BEGIN PASSAGE

With an ore of the value as used in these calculations it would be desirable to increase the volume of solution to precipitation and thereby cut down on the dissolved loss. This extra solution from thickener W would be added to the classifier overflow feeding into the primary thickener V. Only sufficient solution is added to the grinding circuit to meet the requirements of the grind necessary. It is highly desirable to cut the solution loss to less than 2 cents per ton.

Calculations from the mechanical loss of cyanide:

Assumed conditions:

  1. Neglect the cyanide consumption throughout the system
  2. Strength of cyanide (NaCN) solution 1.00 lb. per ton
  3. Let V, W, X, Y and Z represent the strength in lbs. of NaCN solution discharged from the respective thickeners.

END PASSAGE

- [ASSIGNMENT] Continue the passage on cyanide solution losses in the thickener circuit, starting right after its third assumed condition.

BEGIN STUDY MATERIAL

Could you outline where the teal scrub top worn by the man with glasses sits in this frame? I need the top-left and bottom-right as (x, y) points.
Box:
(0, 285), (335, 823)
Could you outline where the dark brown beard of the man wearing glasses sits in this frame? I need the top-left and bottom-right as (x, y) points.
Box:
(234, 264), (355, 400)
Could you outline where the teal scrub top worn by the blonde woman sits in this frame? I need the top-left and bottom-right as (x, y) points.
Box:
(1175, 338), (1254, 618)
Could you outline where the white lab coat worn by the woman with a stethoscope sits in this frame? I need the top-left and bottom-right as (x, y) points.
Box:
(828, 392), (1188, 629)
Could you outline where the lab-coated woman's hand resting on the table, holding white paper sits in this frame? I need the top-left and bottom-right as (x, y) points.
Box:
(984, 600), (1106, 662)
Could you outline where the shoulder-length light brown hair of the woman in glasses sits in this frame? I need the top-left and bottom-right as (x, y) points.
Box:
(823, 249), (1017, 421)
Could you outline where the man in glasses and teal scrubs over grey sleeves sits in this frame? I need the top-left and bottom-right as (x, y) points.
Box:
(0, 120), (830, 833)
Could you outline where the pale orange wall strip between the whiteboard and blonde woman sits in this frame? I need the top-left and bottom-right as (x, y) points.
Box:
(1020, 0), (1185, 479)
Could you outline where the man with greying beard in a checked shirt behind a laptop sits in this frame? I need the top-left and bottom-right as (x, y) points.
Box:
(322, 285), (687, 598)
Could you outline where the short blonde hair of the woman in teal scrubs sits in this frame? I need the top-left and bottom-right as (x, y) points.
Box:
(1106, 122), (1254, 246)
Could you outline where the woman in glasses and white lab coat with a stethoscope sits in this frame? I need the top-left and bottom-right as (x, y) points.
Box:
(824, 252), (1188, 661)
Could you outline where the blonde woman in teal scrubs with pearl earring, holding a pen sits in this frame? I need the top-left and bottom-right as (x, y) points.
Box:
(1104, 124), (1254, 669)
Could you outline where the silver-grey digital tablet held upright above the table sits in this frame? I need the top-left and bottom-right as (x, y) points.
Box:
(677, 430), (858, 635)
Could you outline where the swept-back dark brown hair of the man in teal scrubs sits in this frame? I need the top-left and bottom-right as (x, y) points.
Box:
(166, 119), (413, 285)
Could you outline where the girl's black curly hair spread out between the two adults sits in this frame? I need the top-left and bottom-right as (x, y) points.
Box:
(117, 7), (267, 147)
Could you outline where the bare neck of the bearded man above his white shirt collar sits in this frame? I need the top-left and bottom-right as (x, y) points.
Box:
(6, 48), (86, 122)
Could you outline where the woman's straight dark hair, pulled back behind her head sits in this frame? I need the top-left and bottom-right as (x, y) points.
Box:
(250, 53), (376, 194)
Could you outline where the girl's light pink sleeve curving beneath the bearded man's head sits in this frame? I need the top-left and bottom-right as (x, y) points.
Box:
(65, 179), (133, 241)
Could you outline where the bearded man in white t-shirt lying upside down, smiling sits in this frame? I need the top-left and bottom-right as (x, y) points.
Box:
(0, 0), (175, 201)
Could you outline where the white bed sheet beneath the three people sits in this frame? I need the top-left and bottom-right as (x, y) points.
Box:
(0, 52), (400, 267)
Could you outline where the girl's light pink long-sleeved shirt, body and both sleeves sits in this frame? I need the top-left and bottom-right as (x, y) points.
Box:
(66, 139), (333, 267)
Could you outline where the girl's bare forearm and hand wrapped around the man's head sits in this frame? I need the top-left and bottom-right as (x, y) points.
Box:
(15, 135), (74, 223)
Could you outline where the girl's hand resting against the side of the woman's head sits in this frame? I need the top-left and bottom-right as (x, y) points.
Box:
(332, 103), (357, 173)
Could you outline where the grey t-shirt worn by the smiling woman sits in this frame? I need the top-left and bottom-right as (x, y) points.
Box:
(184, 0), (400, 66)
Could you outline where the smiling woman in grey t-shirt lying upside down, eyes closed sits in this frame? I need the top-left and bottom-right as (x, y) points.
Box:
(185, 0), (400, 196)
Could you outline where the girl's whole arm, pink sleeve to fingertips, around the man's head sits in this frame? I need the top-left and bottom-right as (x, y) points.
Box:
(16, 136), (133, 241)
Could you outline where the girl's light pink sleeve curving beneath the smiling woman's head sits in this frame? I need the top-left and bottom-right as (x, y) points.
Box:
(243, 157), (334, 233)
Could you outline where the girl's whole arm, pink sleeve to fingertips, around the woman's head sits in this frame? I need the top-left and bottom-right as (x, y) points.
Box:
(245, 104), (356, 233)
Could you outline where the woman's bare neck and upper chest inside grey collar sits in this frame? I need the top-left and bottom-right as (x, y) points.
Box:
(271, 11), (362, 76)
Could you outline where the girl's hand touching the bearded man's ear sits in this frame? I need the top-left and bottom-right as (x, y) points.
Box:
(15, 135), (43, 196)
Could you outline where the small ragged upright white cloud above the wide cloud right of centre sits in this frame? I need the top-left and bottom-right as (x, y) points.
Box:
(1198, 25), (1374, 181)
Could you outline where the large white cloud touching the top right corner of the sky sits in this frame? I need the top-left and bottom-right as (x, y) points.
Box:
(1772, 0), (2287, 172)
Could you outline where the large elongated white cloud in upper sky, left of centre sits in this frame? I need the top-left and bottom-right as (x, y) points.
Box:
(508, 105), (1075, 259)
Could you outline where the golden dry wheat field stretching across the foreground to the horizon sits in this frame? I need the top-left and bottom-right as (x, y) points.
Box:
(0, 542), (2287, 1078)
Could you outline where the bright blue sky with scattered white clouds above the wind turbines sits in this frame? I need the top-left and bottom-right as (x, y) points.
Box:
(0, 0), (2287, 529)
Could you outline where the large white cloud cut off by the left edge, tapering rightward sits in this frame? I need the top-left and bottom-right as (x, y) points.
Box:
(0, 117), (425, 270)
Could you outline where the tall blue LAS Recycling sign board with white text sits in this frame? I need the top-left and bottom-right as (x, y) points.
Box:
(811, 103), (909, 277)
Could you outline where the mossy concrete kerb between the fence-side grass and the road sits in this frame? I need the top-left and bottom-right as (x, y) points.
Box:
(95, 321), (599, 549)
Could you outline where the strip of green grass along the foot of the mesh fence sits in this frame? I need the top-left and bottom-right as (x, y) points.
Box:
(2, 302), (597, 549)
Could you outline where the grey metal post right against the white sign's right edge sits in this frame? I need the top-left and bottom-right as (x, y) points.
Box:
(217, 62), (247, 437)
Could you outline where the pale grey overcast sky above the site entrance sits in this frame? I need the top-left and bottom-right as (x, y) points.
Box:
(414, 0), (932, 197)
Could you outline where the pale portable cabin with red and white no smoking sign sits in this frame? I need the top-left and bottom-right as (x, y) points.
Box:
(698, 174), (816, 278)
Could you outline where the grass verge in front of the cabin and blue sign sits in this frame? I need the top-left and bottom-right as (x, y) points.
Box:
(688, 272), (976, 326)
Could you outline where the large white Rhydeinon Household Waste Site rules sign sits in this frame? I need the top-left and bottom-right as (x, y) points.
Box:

END STUDY MATERIAL

- [WRITTEN ANSWER]
Equating out and into each thickener:

  1. V=1.0
  2. 100W+550W=50W+100V+500X
  3. 100X+500X=100W+500Y
  4. 100Y+500Y=100Z+400V+100X
  5. 100Z+100Z=100Y+100 tons H2O at no value.

Mechanical loss of cyanide per ton of ore=Z=0.4449 lbs.

While there have been certain short cut methods developed for calculation of solution values and losses, it is very important for the cyanide plant metallurgist to fully understand the application of the simultaneous equation method as presented. One such short cut method is detailed in the AIME Paper entitled “Continuous Counter Current Decantation Calculations,” by T. B. Counselman, Volume 187, February, 1950. Other sources of good information are in the “Handbook of Cyanidation,” by Hamilton and “Cyanidation Concentration of Gold and Silver Ores,” by Dorr and Bosqui.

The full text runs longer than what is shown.